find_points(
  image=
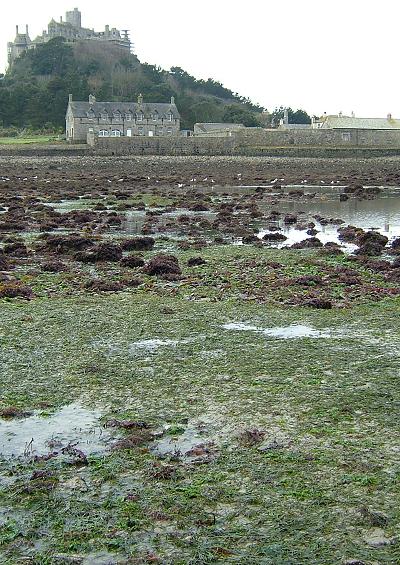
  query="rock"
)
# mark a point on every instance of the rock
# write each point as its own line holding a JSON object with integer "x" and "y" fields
{"x": 271, "y": 237}
{"x": 319, "y": 303}
{"x": 15, "y": 289}
{"x": 163, "y": 265}
{"x": 101, "y": 252}
{"x": 248, "y": 239}
{"x": 309, "y": 243}
{"x": 372, "y": 237}
{"x": 377, "y": 538}
{"x": 395, "y": 245}
{"x": 349, "y": 234}
{"x": 290, "y": 219}
{"x": 196, "y": 261}
{"x": 370, "y": 249}
{"x": 138, "y": 244}
{"x": 132, "y": 261}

---

> SHORT EXERCISE: Copy the listing above word for word, but leave out the picture.

> SOLVED PROBLEM:
find_points(
  image=
  query="rock"
)
# mark a point on every instance of the rock
# write each point as its own line holding a JSON object with integer "x" and "y" fields
{"x": 271, "y": 237}
{"x": 319, "y": 303}
{"x": 15, "y": 289}
{"x": 163, "y": 265}
{"x": 101, "y": 252}
{"x": 248, "y": 239}
{"x": 309, "y": 243}
{"x": 372, "y": 237}
{"x": 377, "y": 538}
{"x": 395, "y": 245}
{"x": 349, "y": 234}
{"x": 290, "y": 219}
{"x": 196, "y": 261}
{"x": 370, "y": 249}
{"x": 138, "y": 244}
{"x": 132, "y": 261}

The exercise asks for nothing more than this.